Set exercise.
Scale the items from the line holding "Target: mouse tail" through the last item, both ends included. Give those lines again, requests unchanged, with every point coordinate in the answers multiplied by 1.15 and rounded to a whole number, halves up.

Records supplied.
--------
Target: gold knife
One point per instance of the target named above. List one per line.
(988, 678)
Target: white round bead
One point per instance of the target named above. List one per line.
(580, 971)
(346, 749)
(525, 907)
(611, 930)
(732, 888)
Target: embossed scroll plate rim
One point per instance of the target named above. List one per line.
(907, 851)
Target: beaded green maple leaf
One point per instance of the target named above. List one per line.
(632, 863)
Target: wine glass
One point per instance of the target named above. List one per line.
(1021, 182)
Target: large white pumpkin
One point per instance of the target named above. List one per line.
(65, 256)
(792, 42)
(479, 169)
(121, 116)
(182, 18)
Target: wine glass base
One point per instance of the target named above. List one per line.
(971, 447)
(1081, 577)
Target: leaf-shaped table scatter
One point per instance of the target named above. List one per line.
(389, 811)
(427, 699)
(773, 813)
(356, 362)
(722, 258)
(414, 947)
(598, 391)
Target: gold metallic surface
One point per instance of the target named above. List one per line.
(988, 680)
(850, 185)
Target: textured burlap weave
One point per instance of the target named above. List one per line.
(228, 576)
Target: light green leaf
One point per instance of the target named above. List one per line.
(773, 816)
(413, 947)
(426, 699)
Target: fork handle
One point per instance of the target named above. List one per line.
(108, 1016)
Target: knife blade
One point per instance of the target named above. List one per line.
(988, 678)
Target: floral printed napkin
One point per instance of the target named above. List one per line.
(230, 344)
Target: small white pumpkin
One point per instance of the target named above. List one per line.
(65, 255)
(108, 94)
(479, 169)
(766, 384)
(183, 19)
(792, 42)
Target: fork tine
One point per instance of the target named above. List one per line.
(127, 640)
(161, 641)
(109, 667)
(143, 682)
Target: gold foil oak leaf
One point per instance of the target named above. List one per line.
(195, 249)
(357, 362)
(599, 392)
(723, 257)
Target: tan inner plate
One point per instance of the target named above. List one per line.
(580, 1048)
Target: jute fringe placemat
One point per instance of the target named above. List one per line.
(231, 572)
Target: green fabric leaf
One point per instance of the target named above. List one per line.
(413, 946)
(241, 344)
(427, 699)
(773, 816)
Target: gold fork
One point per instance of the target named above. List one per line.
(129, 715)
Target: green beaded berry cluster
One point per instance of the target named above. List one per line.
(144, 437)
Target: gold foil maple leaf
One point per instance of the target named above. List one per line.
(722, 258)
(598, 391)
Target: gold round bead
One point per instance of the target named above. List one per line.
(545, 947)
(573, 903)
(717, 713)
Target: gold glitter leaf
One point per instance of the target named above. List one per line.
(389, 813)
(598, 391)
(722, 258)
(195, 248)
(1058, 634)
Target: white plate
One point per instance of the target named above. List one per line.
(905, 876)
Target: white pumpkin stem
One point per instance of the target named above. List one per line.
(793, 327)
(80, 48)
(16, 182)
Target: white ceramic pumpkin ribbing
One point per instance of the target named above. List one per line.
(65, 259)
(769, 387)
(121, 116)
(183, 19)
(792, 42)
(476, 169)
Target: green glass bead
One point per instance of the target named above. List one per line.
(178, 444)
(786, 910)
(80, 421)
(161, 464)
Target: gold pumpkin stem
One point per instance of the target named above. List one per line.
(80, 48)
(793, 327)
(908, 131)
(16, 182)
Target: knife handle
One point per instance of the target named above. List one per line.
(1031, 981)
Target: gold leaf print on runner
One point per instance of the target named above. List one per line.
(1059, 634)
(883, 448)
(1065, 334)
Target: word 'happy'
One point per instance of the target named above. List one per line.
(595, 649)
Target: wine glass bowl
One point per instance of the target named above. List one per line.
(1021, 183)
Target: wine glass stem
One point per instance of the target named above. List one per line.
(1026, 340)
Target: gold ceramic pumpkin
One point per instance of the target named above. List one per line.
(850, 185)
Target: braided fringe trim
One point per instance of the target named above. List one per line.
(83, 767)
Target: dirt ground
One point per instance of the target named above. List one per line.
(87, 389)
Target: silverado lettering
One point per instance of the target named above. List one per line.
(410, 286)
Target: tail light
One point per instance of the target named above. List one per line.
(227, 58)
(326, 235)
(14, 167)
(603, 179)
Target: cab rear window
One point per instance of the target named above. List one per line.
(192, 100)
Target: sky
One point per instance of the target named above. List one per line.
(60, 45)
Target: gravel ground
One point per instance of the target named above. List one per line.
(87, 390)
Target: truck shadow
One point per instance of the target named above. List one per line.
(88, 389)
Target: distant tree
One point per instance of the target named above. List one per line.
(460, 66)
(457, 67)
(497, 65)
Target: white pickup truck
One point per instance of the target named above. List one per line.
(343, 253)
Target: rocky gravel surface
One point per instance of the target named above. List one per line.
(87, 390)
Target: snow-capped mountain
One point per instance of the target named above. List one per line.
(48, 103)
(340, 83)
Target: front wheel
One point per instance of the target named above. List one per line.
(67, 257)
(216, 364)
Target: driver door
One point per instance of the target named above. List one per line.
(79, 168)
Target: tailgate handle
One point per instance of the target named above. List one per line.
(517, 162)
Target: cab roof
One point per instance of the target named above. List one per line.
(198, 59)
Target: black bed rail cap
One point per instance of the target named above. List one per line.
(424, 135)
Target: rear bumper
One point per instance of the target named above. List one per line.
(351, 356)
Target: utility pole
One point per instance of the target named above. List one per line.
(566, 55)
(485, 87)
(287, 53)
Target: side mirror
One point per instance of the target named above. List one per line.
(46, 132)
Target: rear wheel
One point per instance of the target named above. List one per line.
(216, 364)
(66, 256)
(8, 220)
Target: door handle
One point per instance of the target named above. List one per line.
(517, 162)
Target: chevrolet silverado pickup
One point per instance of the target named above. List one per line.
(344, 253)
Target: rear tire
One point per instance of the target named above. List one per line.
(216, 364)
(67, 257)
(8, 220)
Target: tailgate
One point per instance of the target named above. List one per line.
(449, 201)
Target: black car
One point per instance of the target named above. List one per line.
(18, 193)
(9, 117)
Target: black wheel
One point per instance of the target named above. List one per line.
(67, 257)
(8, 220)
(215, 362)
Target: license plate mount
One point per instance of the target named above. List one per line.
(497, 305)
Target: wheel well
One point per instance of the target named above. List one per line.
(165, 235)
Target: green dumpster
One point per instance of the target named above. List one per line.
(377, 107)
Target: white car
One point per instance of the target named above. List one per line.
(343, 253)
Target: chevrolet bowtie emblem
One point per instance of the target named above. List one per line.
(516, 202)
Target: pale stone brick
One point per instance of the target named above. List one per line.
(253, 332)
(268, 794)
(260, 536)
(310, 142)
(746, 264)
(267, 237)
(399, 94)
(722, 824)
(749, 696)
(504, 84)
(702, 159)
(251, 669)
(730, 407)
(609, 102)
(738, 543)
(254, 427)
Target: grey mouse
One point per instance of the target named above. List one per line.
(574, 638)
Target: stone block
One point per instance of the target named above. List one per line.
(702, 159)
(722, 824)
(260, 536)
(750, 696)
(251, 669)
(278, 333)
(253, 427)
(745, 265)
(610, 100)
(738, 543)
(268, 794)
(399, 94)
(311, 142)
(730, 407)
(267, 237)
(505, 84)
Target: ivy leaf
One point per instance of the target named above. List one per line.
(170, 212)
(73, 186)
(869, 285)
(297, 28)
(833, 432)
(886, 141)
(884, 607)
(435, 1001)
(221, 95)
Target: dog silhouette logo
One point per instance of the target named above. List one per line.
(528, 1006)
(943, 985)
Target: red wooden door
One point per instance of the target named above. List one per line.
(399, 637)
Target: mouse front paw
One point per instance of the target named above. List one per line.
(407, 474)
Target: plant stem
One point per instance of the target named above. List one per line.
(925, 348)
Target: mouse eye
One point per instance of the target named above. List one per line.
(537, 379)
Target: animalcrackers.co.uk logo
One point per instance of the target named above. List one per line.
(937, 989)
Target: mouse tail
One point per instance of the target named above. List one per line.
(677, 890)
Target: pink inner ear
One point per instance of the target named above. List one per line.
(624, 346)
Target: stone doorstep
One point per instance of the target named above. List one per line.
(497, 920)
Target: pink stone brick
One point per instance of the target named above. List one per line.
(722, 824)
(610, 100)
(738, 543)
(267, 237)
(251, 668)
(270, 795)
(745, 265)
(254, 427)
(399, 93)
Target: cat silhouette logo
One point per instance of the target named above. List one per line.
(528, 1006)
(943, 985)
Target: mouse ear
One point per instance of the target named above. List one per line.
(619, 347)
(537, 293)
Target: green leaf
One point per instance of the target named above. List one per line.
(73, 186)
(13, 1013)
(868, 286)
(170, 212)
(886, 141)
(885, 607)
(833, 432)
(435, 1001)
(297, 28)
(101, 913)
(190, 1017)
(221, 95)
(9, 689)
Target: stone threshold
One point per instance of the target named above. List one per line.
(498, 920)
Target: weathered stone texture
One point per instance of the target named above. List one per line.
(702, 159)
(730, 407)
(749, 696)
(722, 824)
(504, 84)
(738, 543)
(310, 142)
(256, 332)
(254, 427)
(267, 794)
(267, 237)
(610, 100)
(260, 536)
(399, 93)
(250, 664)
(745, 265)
--------
Expected output.
Target: mouse tail
One point per instance of the target named above. List one per line.
(779, 1024)
Target: pink inner ear
One point per instance of the target named above. List one per line.
(718, 398)
Target: stone doorstep
One point per instance of the target named above. List one per line.
(572, 1058)
Target: pink stone brick
One point per instance of the target named above. List one per line.
(830, 948)
(702, 115)
(849, 624)
(307, 273)
(289, 768)
(311, 914)
(857, 305)
(292, 491)
(459, 107)
Target: cat silhouette logo
One point per instance of the target named above. List one per line.
(607, 1157)
(1084, 1133)
Target: mouse ear
One point per instance of the target named above. List one per line.
(712, 399)
(618, 337)
Target: green leaf
One point per instance of the target named above. List one per line.
(84, 214)
(15, 1165)
(998, 329)
(196, 244)
(1019, 162)
(1018, 698)
(958, 497)
(500, 1151)
(342, 32)
(116, 1050)
(219, 1170)
(254, 109)
(10, 792)
Target: stone threshold
One point per instance of the target named above. List one per line.
(573, 1058)
Target: weathered stone texture
One point per instance of the target named above. List one per line.
(807, 183)
(840, 468)
(861, 800)
(830, 948)
(580, 97)
(849, 624)
(357, 163)
(294, 382)
(292, 491)
(307, 913)
(307, 273)
(702, 115)
(299, 616)
(459, 107)
(288, 764)
(857, 305)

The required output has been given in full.